--- Data shown ---

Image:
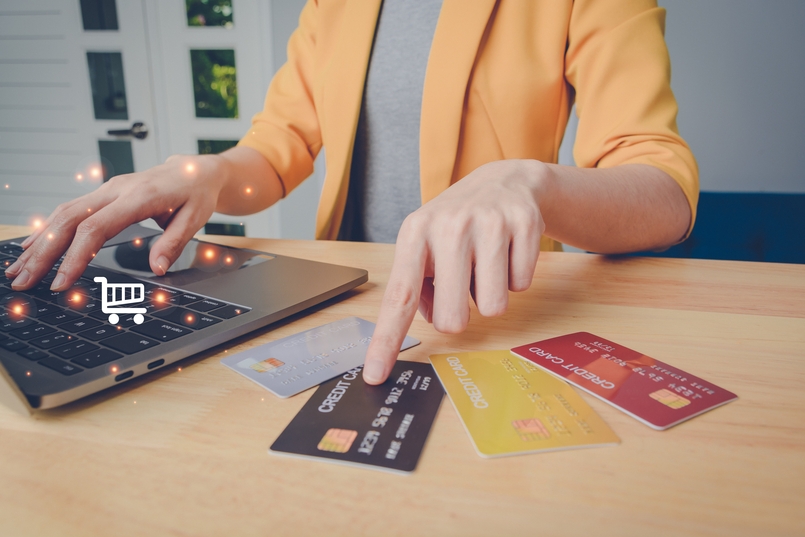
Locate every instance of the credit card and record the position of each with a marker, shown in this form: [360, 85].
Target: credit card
[295, 363]
[382, 427]
[647, 389]
[511, 407]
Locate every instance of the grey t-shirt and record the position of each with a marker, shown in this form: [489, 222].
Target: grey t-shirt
[384, 180]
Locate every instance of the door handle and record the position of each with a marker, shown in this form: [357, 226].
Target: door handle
[138, 130]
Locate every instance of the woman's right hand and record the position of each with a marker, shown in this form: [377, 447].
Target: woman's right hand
[180, 195]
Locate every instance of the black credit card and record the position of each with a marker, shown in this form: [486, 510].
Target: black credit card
[381, 426]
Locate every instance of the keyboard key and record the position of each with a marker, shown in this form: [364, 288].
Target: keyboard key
[42, 308]
[15, 298]
[32, 331]
[127, 320]
[227, 312]
[101, 332]
[96, 358]
[62, 367]
[52, 340]
[11, 249]
[187, 318]
[33, 354]
[76, 325]
[12, 345]
[78, 303]
[12, 322]
[160, 295]
[129, 343]
[160, 330]
[43, 292]
[184, 298]
[206, 304]
[60, 317]
[76, 348]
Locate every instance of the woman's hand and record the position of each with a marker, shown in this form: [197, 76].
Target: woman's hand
[180, 195]
[480, 237]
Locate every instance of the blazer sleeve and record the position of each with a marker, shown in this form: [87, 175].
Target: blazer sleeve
[287, 132]
[619, 67]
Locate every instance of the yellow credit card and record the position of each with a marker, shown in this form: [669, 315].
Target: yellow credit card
[509, 406]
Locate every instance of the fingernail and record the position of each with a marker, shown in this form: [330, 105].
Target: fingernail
[21, 280]
[373, 371]
[57, 282]
[13, 269]
[163, 264]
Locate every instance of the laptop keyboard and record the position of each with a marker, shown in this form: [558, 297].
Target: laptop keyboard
[68, 333]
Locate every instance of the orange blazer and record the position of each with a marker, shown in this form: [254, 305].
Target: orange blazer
[502, 76]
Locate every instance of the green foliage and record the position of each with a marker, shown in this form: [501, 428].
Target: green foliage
[213, 147]
[215, 83]
[209, 13]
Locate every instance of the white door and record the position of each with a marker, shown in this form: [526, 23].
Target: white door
[70, 71]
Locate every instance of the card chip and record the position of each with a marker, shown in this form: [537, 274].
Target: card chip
[531, 429]
[337, 440]
[670, 399]
[261, 367]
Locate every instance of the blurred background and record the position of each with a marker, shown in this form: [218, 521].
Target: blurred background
[94, 88]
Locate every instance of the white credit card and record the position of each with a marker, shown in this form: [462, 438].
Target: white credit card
[295, 363]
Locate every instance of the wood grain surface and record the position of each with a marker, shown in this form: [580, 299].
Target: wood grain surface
[184, 451]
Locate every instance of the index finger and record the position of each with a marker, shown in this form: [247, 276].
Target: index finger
[400, 303]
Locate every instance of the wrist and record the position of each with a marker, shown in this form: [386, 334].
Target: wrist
[540, 180]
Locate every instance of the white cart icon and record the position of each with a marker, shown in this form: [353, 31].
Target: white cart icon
[121, 294]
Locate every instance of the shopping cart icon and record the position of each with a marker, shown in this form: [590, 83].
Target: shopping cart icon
[121, 294]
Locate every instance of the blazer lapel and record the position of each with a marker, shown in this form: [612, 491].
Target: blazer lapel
[342, 106]
[455, 45]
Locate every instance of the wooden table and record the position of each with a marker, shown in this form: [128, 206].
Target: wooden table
[184, 452]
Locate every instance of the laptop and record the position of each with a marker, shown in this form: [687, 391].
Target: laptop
[120, 321]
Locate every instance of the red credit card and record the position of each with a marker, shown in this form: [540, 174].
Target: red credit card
[647, 389]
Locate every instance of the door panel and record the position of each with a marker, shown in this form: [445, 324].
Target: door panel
[48, 132]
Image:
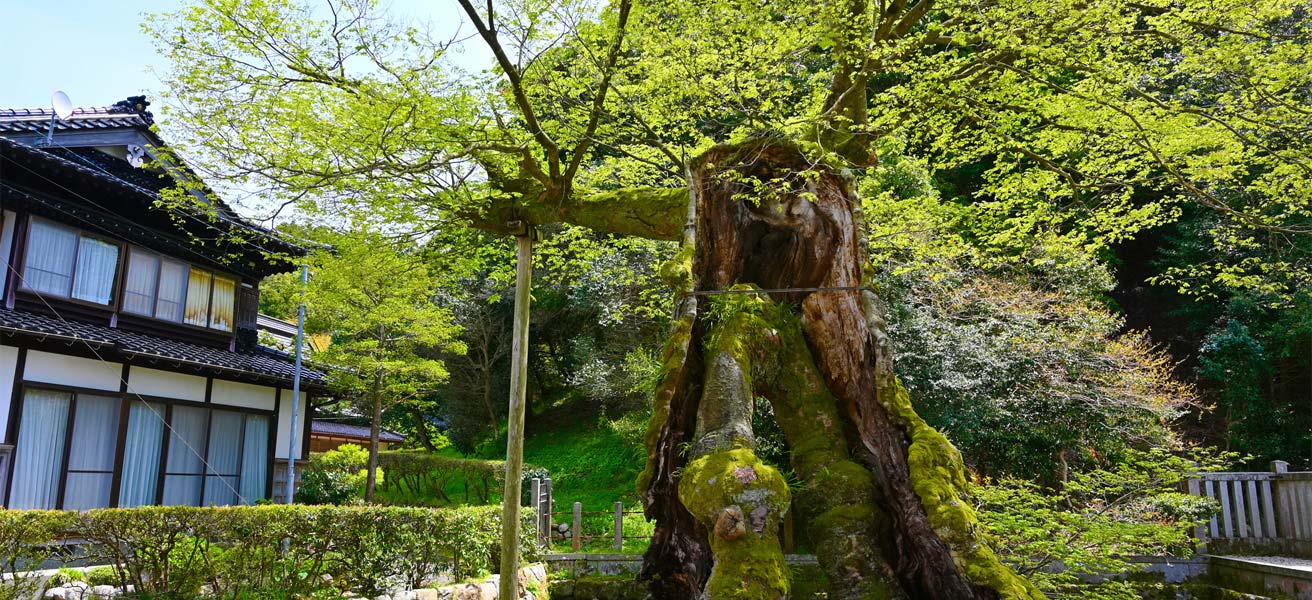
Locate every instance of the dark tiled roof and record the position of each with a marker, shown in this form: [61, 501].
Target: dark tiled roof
[83, 118]
[93, 159]
[130, 345]
[343, 429]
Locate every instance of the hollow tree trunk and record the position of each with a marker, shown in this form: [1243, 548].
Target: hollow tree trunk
[881, 489]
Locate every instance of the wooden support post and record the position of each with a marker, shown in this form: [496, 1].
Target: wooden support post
[577, 527]
[546, 508]
[789, 544]
[509, 586]
[619, 525]
[535, 502]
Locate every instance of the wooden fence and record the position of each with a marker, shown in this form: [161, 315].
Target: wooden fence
[539, 498]
[542, 503]
[1260, 512]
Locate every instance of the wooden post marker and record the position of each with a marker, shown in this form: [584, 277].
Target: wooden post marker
[619, 525]
[509, 583]
[577, 527]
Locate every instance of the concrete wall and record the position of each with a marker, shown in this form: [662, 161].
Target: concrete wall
[8, 363]
[285, 426]
[72, 370]
[247, 395]
[165, 385]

---

Return all of the entries exactly as written, but drop any pictures they hold.

→ **Output for this exercise**:
Image:
Locate every instance of the credit card and record the position of each with a marker, shown in this form: [360, 85].
Target: credit card
[295, 363]
[382, 427]
[647, 389]
[511, 407]
Locate every instance of the grey t-shirt and record the position of each with a marker, shown in this form: [489, 222].
Target: grey t-shirt
[384, 180]
Locate every instance of the door handle and record the position of each with a marker, shown in this form: [357, 226].
Target: door handle
[138, 130]
Locate every instance of the woman's right hand and record the position of each with a marker, shown in this form: [377, 447].
Target: woman's right hand
[180, 195]
Locate every instance of the black credit card and record the position of each with a marker, shown in this form: [486, 510].
Target: black credit card
[381, 426]
Locate every instance of the keyboard key and record the position of each with a marker, shown in this form: [364, 288].
Target: keyboard key
[42, 308]
[15, 298]
[32, 331]
[127, 320]
[227, 312]
[101, 332]
[96, 358]
[62, 367]
[52, 340]
[11, 249]
[187, 318]
[33, 354]
[76, 325]
[12, 345]
[78, 303]
[12, 322]
[160, 295]
[129, 343]
[160, 330]
[43, 292]
[184, 298]
[206, 304]
[60, 317]
[76, 348]
Locate every instance of the woman's hand and record the position of each with a marker, shown in this form: [197, 76].
Target: woman's hand
[180, 195]
[480, 237]
Locate every instance of the blazer sleeve and record the position of each with a marker, shown in this form: [87, 175].
Target: blazer sleeve
[287, 132]
[619, 67]
Locate every instance of the yellow credit card and record the position of each with a marker, shown in this form: [669, 315].
Target: yellow credit card
[509, 406]
Locate every instance of the fingernail and record the position of each with a marker, shown in this form: [330, 105].
Target: fingernail
[21, 280]
[373, 371]
[57, 282]
[13, 269]
[163, 264]
Locate every instance of the laptop keyboard and record the position of each with a marker, shown in this form: [558, 297].
Target: laptop keyboard
[68, 333]
Locate every instance of the orange blazer and record the position of each with a marker, shown in this form: [254, 305].
Target: orange blazer
[502, 76]
Locate every instance of the green foliage and record the position of each with a marker, shown in this form: [501, 428].
Target: green foliage
[213, 147]
[215, 83]
[209, 13]
Locate every instance of the white door and record the position of each with a marker, shown in this form: [526, 23].
Target: white door
[70, 71]
Locate every instance of the card chip and record the position of each with a marker, shown in this form: [537, 274].
Target: card chip
[531, 429]
[337, 440]
[670, 399]
[261, 367]
Locate every instance of the blurred background and record the position of each with a marker, shown in this form: [218, 521].
Target: blurred background
[94, 88]
Locate every instance of the white credit card and record the position of each with a marker, shown in this form: [462, 438].
Target: white credit card
[295, 363]
Locate every instance of the wood grain surface and record the position of each with a marker, shown in this form: [580, 299].
Target: wood grain surface
[184, 451]
Locate every instance of the index finger and record the position of each with a marker, shown in this form: [247, 276].
Target: index finger
[400, 303]
Locate every instance of the wrist and record the position of each with a marker, shown in this form: [386, 334].
Target: wrist
[540, 180]
Locate every instance of the white cart icon and record the position of each with a marker, shown in this form: [353, 31].
Target: white cart icon
[121, 294]
Locate every instance of the shopping cart icon and record the position of each with a marker, shown in this form: [590, 83].
Target: shopping cart icon
[121, 294]
Locate every instance of the blazer lapel and record the position of each with a marker, shown in this form: [612, 491].
Target: blazer lapel
[342, 106]
[455, 45]
Locate every instance of the wooden table and record the position of each with a marker, shown in this form: [128, 206].
Target: wooden table
[184, 452]
Locate every instance of the laptop and record the position of each with a marker, shown in this form: [687, 391].
Target: laptop
[120, 321]
Locate every instance of the red credit card and record the position of each with a marker, shown in this form: [540, 174].
Target: red credit card
[647, 389]
Locate every instance of the door panel and record the position of each with a marker, shown in this form: [445, 324].
Target: door panel
[48, 132]
Image:
Locate every instance of the dark tiled roof and record the position of each with a marker, shown in this form: [61, 501].
Target: dark tiled roof
[83, 118]
[93, 159]
[130, 345]
[343, 429]
Locate every instance of the hollow tree trunk and record the position of each with a marker, shown in this form: [1243, 548].
Target: hollow tree trunk
[881, 489]
Locate every instance of the wooden support post and record the position of each with a marker, shown in this form: [496, 1].
Target: wooden support post
[577, 527]
[546, 508]
[789, 544]
[509, 586]
[619, 525]
[535, 502]
Locate every instance of the wooden fence and record the position of each with a marker, shown in this form: [161, 315].
Target: wooden fence
[539, 498]
[542, 503]
[1260, 512]
Locate every instance of the wooden post marker and record the position of each with a marker, shown in this form: [584, 277].
Target: wooden post marker
[619, 525]
[509, 583]
[577, 527]
Locate every instance of the concrete wall and record the position of each with a marker, shown in this form: [662, 161].
Target: concrete wall
[8, 363]
[285, 426]
[72, 370]
[247, 395]
[165, 385]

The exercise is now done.